Stored dataset items
┄┄┄┄┄┄
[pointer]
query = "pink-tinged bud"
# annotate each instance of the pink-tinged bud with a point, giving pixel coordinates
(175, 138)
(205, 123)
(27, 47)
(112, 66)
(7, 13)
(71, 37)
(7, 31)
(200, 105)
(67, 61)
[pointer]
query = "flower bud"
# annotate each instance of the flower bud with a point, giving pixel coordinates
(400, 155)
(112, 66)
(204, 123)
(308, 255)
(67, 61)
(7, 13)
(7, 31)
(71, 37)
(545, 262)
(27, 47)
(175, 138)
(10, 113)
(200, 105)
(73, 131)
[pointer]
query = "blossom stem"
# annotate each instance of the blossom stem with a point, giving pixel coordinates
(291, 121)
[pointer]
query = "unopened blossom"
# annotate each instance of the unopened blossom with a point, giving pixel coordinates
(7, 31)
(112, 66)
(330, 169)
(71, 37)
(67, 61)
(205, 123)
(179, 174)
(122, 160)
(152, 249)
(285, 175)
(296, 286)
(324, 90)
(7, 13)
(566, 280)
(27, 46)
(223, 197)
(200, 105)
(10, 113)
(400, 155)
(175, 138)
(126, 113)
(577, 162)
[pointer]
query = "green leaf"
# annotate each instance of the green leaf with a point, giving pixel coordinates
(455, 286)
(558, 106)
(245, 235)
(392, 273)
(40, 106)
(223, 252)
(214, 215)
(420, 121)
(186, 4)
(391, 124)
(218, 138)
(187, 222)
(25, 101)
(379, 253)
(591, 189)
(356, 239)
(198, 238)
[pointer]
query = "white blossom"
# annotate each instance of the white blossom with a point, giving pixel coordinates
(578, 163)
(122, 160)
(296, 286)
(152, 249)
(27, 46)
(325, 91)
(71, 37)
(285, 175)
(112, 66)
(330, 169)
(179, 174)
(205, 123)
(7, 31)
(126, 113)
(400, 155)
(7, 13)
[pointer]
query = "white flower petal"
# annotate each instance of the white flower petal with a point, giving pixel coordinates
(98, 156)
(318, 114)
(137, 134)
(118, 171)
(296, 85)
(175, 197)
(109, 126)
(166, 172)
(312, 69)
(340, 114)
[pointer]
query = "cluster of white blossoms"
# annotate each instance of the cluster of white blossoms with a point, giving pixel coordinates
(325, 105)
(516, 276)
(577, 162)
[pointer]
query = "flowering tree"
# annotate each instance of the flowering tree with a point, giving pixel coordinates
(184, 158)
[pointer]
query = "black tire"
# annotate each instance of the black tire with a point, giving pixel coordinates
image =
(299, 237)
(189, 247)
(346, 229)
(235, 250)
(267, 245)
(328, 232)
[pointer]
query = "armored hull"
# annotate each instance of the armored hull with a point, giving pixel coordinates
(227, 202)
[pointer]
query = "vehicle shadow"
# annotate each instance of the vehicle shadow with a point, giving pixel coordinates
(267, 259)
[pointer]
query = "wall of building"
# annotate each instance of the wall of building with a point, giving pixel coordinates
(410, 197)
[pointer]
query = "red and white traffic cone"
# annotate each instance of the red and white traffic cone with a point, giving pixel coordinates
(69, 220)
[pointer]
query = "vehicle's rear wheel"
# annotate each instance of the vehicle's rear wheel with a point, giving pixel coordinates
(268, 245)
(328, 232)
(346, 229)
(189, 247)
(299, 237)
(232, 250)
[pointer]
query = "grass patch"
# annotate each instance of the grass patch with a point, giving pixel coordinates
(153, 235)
┄┄┄┄┄┄
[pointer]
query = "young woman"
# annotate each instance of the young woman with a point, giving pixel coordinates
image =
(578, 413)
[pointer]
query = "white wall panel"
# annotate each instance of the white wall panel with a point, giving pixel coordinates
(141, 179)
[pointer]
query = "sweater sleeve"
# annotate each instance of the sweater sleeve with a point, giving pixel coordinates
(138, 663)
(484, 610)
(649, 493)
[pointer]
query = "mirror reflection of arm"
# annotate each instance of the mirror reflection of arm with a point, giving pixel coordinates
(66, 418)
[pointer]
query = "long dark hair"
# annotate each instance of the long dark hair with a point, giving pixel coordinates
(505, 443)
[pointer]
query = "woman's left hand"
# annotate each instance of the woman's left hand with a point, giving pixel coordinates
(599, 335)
┄┄┄┄┄┄
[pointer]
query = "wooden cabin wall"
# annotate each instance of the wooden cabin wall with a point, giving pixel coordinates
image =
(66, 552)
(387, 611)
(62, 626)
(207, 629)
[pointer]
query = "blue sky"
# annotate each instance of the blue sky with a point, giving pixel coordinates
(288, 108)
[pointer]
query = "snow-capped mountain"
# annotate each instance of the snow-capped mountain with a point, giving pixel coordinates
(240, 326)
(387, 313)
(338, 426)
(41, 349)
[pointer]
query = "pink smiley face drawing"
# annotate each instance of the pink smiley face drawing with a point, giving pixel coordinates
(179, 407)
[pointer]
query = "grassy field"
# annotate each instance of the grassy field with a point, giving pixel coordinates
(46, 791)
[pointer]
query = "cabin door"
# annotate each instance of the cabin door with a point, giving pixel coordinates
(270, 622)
┄┄┄┄┄┄
§ What you should do
Count the lines in the entries above that contain the word "long". Give only the number.

§ The reply
2